═══ TEXT EXCERPT

Many Chinese parents buy for their children organic foods, which are sold at eight-to-10-times higher prices than their conventionally grown counterparts, with a vague sense that they are somehow better for their health, while they won't themselves indulge in the consumption.

Wei Xiaoqing, an organic-foods consumer in Beijing, usually spends more than 1,000 yuan on each shopping trip. "I can't control the air pollution outside, but I could make sure the food is the healthiest," she said, adding that it is an investment in health.

But consumers aren't sure precisely what direct benefit the body will get from that extra money.

Recent studies have suggested the answer, as best we can tell, is: Not much.

A research team led by two Stanford University scholars selected and analyzed 237 studies examining the benefits of organic foods and published their results in the Annals of Internal Medicine last September, saying they haven't found to date "strong evidence that organic foods are significantly more nutritious than conventional foods."

══════

_EXERCISE AIM_
Extend the passage on organic food with a few more paragraphs, picking up after its final sentence. The saved entries after the passage on organic food are separate material and not part of it.

═══ STUDY MATERIAL

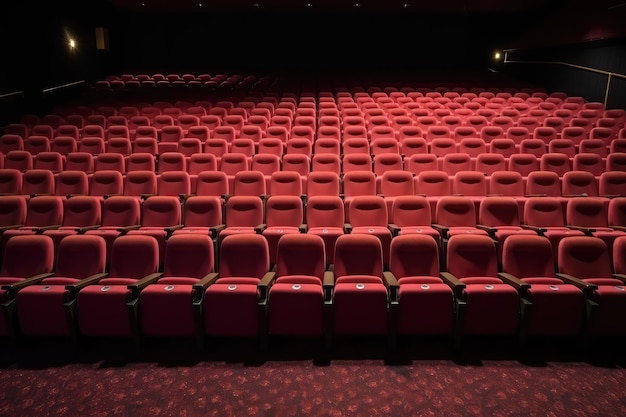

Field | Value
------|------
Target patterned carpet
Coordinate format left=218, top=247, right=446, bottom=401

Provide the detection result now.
left=0, top=340, right=626, bottom=417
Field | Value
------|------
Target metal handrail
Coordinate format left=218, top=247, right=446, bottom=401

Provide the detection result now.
left=503, top=51, right=626, bottom=106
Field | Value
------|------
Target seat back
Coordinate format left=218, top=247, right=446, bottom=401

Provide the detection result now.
left=219, top=232, right=270, bottom=279
left=334, top=234, right=383, bottom=280
left=446, top=234, right=498, bottom=279
left=502, top=235, right=555, bottom=279
left=224, top=196, right=264, bottom=227
left=557, top=236, right=612, bottom=279
left=141, top=195, right=182, bottom=228
left=0, top=235, right=55, bottom=278
left=163, top=233, right=215, bottom=279
left=389, top=234, right=439, bottom=279
left=109, top=235, right=160, bottom=279
left=54, top=236, right=106, bottom=279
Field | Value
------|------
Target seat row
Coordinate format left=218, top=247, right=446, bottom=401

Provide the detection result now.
left=3, top=106, right=626, bottom=143
left=0, top=190, right=626, bottom=268
left=0, top=234, right=626, bottom=348
left=0, top=165, right=626, bottom=205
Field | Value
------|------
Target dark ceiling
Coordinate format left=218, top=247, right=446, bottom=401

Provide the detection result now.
left=109, top=0, right=552, bottom=13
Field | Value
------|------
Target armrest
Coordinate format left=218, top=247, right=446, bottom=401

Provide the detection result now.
left=439, top=272, right=465, bottom=299
left=387, top=223, right=400, bottom=236
left=556, top=272, right=598, bottom=296
left=192, top=272, right=219, bottom=301
left=322, top=271, right=335, bottom=302
left=257, top=271, right=276, bottom=302
left=0, top=224, right=24, bottom=233
left=165, top=224, right=185, bottom=237
left=498, top=272, right=530, bottom=294
left=613, top=274, right=626, bottom=284
left=383, top=271, right=400, bottom=303
left=76, top=224, right=101, bottom=234
left=476, top=224, right=498, bottom=239
left=565, top=224, right=596, bottom=235
left=193, top=272, right=220, bottom=291
left=431, top=223, right=450, bottom=238
left=127, top=272, right=163, bottom=299
left=520, top=223, right=547, bottom=235
left=65, top=272, right=109, bottom=298
left=117, top=224, right=141, bottom=234
left=211, top=224, right=226, bottom=237
left=35, top=224, right=61, bottom=235
left=0, top=272, right=54, bottom=298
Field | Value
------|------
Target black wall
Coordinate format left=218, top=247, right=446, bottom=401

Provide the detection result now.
left=111, top=11, right=528, bottom=73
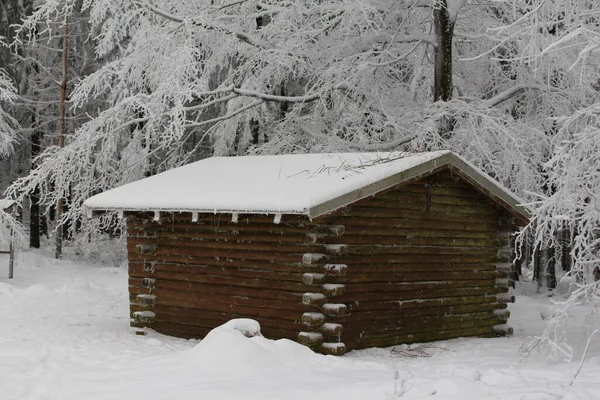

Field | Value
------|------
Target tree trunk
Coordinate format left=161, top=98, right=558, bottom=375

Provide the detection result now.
left=433, top=0, right=454, bottom=101
left=54, top=16, right=69, bottom=259
left=29, top=125, right=43, bottom=249
left=433, top=0, right=456, bottom=139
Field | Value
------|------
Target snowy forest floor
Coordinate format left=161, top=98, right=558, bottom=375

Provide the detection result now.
left=0, top=246, right=600, bottom=400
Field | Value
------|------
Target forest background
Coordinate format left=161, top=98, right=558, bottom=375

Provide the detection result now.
left=0, top=0, right=600, bottom=357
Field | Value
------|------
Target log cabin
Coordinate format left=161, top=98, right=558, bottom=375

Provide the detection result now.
left=85, top=151, right=530, bottom=355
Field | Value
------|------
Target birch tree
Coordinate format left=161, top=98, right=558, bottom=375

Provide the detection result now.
left=11, top=0, right=571, bottom=238
left=506, top=0, right=600, bottom=359
left=0, top=37, right=22, bottom=242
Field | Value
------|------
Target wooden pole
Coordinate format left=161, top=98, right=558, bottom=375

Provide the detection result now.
left=54, top=15, right=69, bottom=259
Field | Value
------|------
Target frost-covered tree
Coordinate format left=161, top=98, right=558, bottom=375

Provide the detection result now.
left=507, top=0, right=600, bottom=359
left=7, top=0, right=574, bottom=238
left=0, top=37, right=21, bottom=242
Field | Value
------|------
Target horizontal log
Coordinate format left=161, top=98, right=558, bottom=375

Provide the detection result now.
left=154, top=310, right=305, bottom=333
left=302, top=272, right=325, bottom=285
left=143, top=271, right=307, bottom=292
left=302, top=293, right=327, bottom=306
left=152, top=280, right=305, bottom=304
left=326, top=225, right=498, bottom=239
left=302, top=253, right=330, bottom=265
left=129, top=255, right=323, bottom=274
left=336, top=253, right=498, bottom=267
left=343, top=310, right=498, bottom=337
left=346, top=294, right=506, bottom=314
left=318, top=322, right=344, bottom=338
left=328, top=261, right=501, bottom=279
left=322, top=216, right=499, bottom=236
left=127, top=220, right=317, bottom=236
left=301, top=312, right=326, bottom=329
left=131, top=211, right=309, bottom=226
left=152, top=322, right=298, bottom=340
left=344, top=318, right=498, bottom=342
left=335, top=287, right=505, bottom=303
left=321, top=304, right=347, bottom=317
left=296, top=332, right=323, bottom=347
left=344, top=278, right=495, bottom=298
left=127, top=229, right=316, bottom=245
left=328, top=265, right=500, bottom=285
left=153, top=246, right=305, bottom=262
left=494, top=324, right=513, bottom=336
left=154, top=288, right=305, bottom=310
left=346, top=200, right=500, bottom=219
left=496, top=290, right=515, bottom=304
left=323, top=264, right=348, bottom=277
left=128, top=237, right=323, bottom=254
left=155, top=296, right=314, bottom=323
left=344, top=244, right=498, bottom=257
left=321, top=231, right=500, bottom=249
left=129, top=263, right=304, bottom=287
left=321, top=283, right=346, bottom=297
left=344, top=326, right=496, bottom=350
left=315, top=342, right=347, bottom=356
left=335, top=303, right=506, bottom=326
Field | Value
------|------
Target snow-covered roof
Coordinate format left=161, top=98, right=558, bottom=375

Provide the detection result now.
left=0, top=199, right=17, bottom=210
left=84, top=151, right=529, bottom=221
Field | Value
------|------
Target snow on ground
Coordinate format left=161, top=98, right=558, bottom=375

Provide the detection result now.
left=0, top=249, right=600, bottom=400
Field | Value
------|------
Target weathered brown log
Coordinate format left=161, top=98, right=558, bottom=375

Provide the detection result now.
left=318, top=322, right=344, bottom=338
left=321, top=304, right=347, bottom=317
left=321, top=283, right=346, bottom=297
left=155, top=296, right=318, bottom=322
left=344, top=245, right=497, bottom=256
left=323, top=264, right=348, bottom=277
left=496, top=290, right=515, bottom=303
left=346, top=294, right=506, bottom=314
left=154, top=310, right=305, bottom=334
left=321, top=232, right=500, bottom=249
left=302, top=293, right=327, bottom=306
left=301, top=312, right=326, bottom=329
left=128, top=237, right=323, bottom=254
left=335, top=287, right=508, bottom=303
left=336, top=278, right=495, bottom=295
left=129, top=263, right=304, bottom=287
left=336, top=225, right=498, bottom=239
left=154, top=280, right=305, bottom=304
left=336, top=254, right=498, bottom=266
left=145, top=271, right=307, bottom=292
left=151, top=322, right=298, bottom=340
left=129, top=254, right=323, bottom=274
left=343, top=310, right=498, bottom=335
left=322, top=217, right=498, bottom=235
left=344, top=326, right=496, bottom=349
left=297, top=332, right=323, bottom=347
left=494, top=324, right=513, bottom=336
left=328, top=265, right=500, bottom=284
left=335, top=303, right=506, bottom=326
left=315, top=342, right=346, bottom=356
left=302, top=273, right=326, bottom=285
left=148, top=246, right=304, bottom=262
left=344, top=318, right=498, bottom=343
left=332, top=261, right=498, bottom=279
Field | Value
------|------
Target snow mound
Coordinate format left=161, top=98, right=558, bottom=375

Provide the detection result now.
left=0, top=282, right=15, bottom=296
left=189, top=319, right=322, bottom=371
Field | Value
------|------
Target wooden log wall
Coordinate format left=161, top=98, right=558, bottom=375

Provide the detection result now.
left=127, top=213, right=340, bottom=353
left=316, top=171, right=515, bottom=349
left=127, top=167, right=515, bottom=354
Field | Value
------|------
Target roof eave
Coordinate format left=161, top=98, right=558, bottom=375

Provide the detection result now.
left=308, top=153, right=531, bottom=225
left=308, top=153, right=452, bottom=219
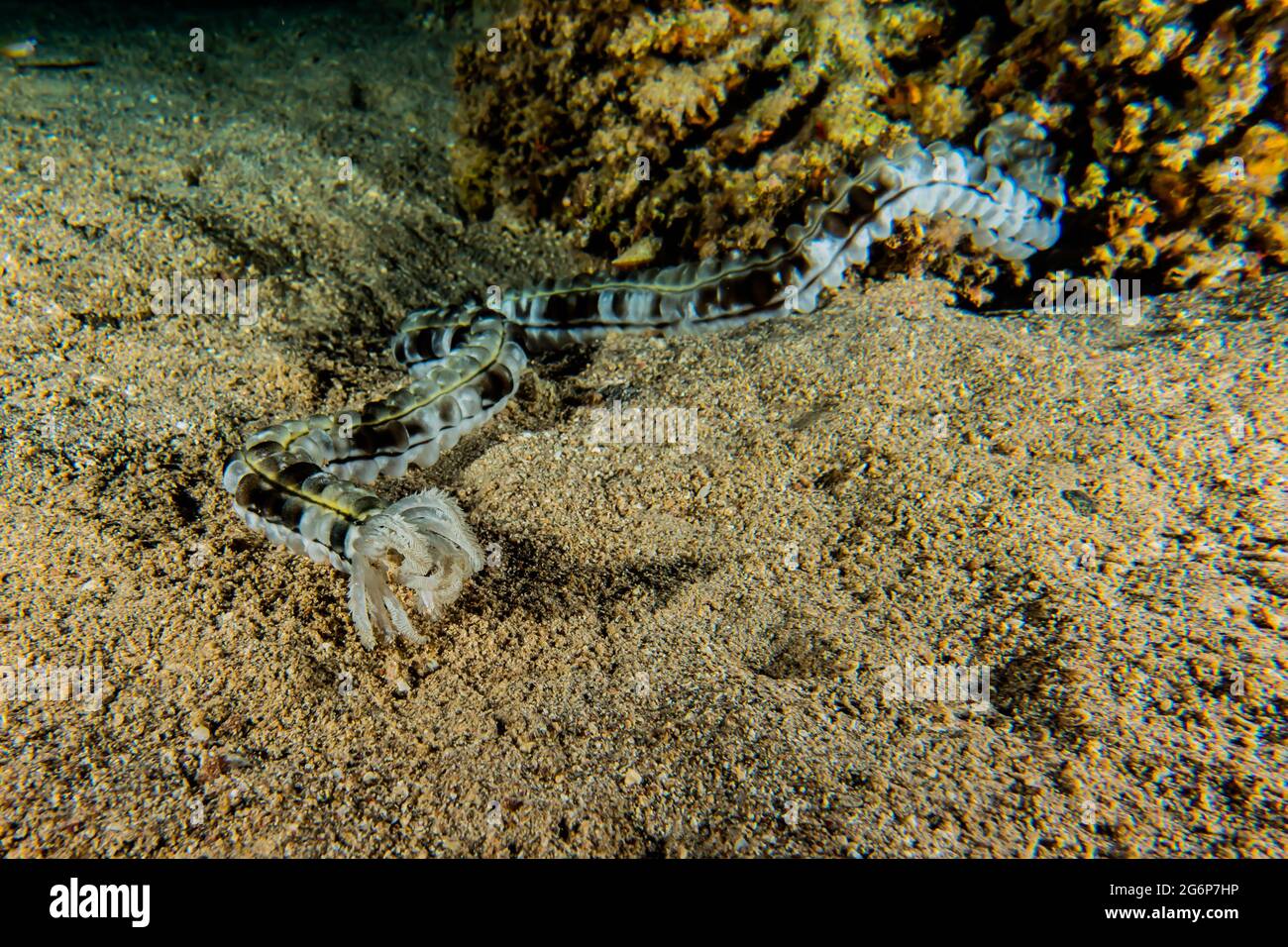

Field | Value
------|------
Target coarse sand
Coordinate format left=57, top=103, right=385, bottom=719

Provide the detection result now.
left=0, top=3, right=1288, bottom=857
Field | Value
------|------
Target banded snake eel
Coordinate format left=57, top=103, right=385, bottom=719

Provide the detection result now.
left=223, top=115, right=1064, bottom=648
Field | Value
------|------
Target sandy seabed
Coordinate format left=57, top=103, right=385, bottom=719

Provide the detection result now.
left=0, top=5, right=1288, bottom=857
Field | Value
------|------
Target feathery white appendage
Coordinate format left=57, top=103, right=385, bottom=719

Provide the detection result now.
left=348, top=489, right=483, bottom=650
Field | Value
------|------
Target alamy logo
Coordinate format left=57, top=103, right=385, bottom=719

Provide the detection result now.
left=0, top=660, right=103, bottom=710
left=49, top=878, right=152, bottom=927
left=881, top=661, right=992, bottom=714
left=149, top=270, right=259, bottom=326
left=1033, top=279, right=1140, bottom=326
left=588, top=401, right=698, bottom=454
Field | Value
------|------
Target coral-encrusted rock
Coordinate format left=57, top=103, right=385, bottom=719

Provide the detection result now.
left=454, top=0, right=1288, bottom=296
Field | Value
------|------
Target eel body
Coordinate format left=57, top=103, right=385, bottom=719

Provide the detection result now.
left=223, top=115, right=1064, bottom=648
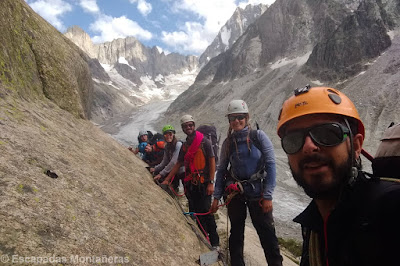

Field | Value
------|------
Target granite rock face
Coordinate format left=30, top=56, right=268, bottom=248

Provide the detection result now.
left=65, top=26, right=198, bottom=79
left=0, top=1, right=93, bottom=118
left=160, top=0, right=400, bottom=156
left=0, top=0, right=211, bottom=265
left=199, top=4, right=268, bottom=66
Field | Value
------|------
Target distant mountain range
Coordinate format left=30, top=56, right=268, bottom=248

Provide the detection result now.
left=199, top=4, right=268, bottom=66
left=65, top=4, right=267, bottom=124
left=160, top=0, right=400, bottom=155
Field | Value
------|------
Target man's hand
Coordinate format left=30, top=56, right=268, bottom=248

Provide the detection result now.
left=207, top=183, right=214, bottom=195
left=210, top=199, right=218, bottom=213
left=261, top=199, right=272, bottom=213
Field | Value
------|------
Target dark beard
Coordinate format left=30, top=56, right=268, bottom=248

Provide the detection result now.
left=289, top=154, right=352, bottom=199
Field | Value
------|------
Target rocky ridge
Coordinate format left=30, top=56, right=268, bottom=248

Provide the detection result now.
left=199, top=4, right=268, bottom=66
left=0, top=0, right=211, bottom=265
left=160, top=0, right=400, bottom=156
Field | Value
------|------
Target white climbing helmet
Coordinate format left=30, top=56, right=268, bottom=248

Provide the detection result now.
left=181, top=115, right=194, bottom=125
left=226, top=100, right=249, bottom=116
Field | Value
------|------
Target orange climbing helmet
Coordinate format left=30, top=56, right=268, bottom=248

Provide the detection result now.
left=277, top=85, right=365, bottom=137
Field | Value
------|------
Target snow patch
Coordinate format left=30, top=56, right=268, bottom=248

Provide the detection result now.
left=221, top=26, right=231, bottom=46
left=118, top=56, right=136, bottom=70
left=270, top=52, right=311, bottom=69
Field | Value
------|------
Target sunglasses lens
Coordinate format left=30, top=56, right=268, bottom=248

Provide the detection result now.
left=281, top=131, right=304, bottom=154
left=310, top=124, right=345, bottom=147
left=182, top=123, right=194, bottom=128
left=228, top=115, right=246, bottom=122
left=281, top=123, right=350, bottom=154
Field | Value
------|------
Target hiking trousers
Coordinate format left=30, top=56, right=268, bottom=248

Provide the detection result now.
left=186, top=182, right=219, bottom=247
left=228, top=195, right=283, bottom=266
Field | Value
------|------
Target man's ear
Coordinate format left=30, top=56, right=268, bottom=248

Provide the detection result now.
left=353, top=134, right=364, bottom=159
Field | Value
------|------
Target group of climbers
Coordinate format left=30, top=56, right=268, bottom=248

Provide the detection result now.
left=128, top=130, right=165, bottom=167
left=130, top=86, right=400, bottom=266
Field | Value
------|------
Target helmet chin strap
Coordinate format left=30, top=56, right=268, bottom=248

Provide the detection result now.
left=344, top=118, right=358, bottom=186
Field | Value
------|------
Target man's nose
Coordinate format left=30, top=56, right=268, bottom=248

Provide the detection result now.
left=303, top=135, right=319, bottom=154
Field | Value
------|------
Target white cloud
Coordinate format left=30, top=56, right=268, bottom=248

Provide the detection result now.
left=162, top=0, right=236, bottom=54
left=129, top=0, right=153, bottom=16
left=238, top=0, right=275, bottom=8
left=89, top=15, right=153, bottom=43
left=161, top=22, right=210, bottom=54
left=28, top=0, right=72, bottom=31
left=138, top=0, right=152, bottom=16
left=79, top=0, right=100, bottom=14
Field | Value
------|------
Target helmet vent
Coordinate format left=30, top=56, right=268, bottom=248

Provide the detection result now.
left=328, top=93, right=342, bottom=104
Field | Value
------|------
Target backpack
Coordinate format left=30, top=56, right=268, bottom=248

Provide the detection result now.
left=149, top=133, right=165, bottom=149
left=196, top=125, right=219, bottom=165
left=138, top=130, right=153, bottom=143
left=372, top=122, right=400, bottom=178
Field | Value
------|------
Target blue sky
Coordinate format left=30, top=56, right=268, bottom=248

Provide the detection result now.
left=25, top=0, right=275, bottom=55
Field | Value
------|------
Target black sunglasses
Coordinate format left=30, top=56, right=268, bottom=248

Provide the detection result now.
left=281, top=123, right=350, bottom=154
left=182, top=123, right=194, bottom=128
left=228, top=115, right=246, bottom=122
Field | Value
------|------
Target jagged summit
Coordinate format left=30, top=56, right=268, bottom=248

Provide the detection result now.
left=160, top=0, right=400, bottom=156
left=199, top=4, right=268, bottom=66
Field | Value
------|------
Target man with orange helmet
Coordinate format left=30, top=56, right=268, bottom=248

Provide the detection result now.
left=277, top=86, right=400, bottom=266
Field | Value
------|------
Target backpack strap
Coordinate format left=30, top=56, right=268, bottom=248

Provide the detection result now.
left=249, top=129, right=265, bottom=172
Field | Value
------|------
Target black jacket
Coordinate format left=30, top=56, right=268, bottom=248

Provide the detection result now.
left=294, top=172, right=400, bottom=266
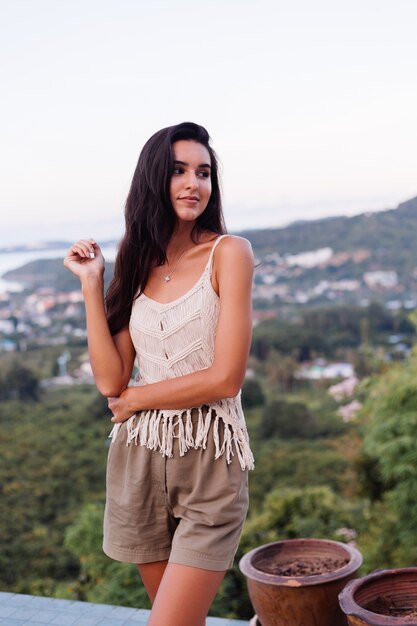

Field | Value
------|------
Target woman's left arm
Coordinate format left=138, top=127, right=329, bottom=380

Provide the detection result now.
left=109, top=236, right=253, bottom=422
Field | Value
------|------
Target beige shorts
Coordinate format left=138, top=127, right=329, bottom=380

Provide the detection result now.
left=103, top=412, right=248, bottom=571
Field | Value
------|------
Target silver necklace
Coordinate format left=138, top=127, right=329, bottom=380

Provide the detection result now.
left=164, top=248, right=189, bottom=283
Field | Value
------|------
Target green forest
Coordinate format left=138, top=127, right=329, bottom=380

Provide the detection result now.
left=0, top=303, right=417, bottom=619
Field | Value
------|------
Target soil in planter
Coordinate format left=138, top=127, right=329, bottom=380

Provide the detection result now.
left=256, top=556, right=349, bottom=576
left=363, top=596, right=417, bottom=618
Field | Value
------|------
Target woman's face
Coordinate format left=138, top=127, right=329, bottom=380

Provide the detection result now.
left=170, top=139, right=211, bottom=222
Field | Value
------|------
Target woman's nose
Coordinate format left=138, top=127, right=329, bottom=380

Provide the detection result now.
left=186, top=172, right=198, bottom=189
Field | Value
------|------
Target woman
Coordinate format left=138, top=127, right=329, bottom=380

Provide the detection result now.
left=64, top=122, right=253, bottom=626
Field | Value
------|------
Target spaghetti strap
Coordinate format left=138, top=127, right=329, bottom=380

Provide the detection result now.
left=206, top=234, right=229, bottom=276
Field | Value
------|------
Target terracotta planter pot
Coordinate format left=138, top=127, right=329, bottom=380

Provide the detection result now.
left=239, top=539, right=362, bottom=626
left=339, top=567, right=417, bottom=626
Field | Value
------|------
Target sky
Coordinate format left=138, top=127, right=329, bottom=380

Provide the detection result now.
left=0, top=0, right=417, bottom=245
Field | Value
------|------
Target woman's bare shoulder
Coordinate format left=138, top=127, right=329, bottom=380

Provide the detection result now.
left=215, top=235, right=253, bottom=263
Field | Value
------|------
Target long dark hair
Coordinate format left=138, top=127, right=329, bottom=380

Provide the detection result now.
left=106, top=122, right=226, bottom=335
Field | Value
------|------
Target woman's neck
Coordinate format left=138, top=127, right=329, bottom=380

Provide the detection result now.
left=167, top=223, right=195, bottom=261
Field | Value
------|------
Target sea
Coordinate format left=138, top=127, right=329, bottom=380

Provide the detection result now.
left=0, top=245, right=116, bottom=293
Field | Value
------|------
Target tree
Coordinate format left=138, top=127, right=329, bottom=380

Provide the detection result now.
left=260, top=400, right=316, bottom=439
left=0, top=360, right=39, bottom=401
left=242, top=378, right=265, bottom=409
left=361, top=353, right=417, bottom=567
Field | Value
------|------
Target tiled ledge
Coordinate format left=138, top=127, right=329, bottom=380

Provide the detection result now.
left=0, top=592, right=247, bottom=626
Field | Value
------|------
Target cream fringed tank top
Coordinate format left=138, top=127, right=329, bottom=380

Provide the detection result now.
left=110, top=235, right=254, bottom=470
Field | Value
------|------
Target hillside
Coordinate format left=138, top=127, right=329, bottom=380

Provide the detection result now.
left=240, top=197, right=417, bottom=261
left=5, top=197, right=417, bottom=308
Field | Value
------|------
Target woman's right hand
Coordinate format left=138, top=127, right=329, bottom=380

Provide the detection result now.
left=64, top=239, right=104, bottom=281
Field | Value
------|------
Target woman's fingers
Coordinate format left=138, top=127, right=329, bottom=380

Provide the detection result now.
left=70, top=239, right=98, bottom=259
left=64, top=239, right=104, bottom=275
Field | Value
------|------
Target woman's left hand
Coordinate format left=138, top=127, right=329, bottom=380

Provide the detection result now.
left=107, top=389, right=136, bottom=424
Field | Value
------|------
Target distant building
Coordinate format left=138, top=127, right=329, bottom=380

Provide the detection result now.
left=296, top=359, right=355, bottom=380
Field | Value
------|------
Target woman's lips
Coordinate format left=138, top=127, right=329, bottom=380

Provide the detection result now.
left=180, top=196, right=198, bottom=204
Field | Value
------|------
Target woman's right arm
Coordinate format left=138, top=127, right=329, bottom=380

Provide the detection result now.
left=64, top=239, right=135, bottom=397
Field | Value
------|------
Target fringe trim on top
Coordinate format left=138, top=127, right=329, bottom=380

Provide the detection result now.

══════

_RESPONSE TO THE EXERCISE_
Although conventional produce carries a higher risk of pesticide contamination, researchers are still uncertain whether this has a significant impact on human health. What's more, organic foods that are fertilized with manure instead of pesticides are found to be exposed to germ contamination.

Dennis Avery, director of the Center for Global Food Issues under the Hudson Institute, said, "People who eat organic and 'natural' foods are eight times as likely as the rest of the population to be attacked by a deadly new strain of E. coli bacteria,"citing figures compiled by the Centers for Disease Control and Prevention in the United States.

However, organic agriculture has grown rapidly thanks to the global food security crisis, and now it has a market of more than $80 billion, with an annual 20- to-30-percent increase, according to one research.

Enterprises label their organic products with "zero pollution" and advertise through various online and social media channels, while consumers are attracted after being fed up with food security scares.

Wei says she prefers organic foods only because she wants non-polluted foods and she doesn't care whether the food is grown and produced organically. With organic products, consumers are buying a sense of security with higher prices, said Li Shuguang, a professor at Fudan University.

Insiders have been skeptical about organic production for a long time.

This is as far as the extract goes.